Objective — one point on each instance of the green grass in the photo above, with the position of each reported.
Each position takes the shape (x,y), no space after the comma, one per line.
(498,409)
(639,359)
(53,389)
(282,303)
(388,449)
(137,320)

####

Lay out the material above as a two-column CSV headed request and answer, putting each field in double quotes and changing its line breaks to spaces.

request,answer
"Objective — one point on each instance of the green grass in the photo above, with the position of each reported. Each position takes the shape (x,y), no space after the comma, one per line.","(498,409) (639,359) (53,389) (282,303) (388,449) (137,320)"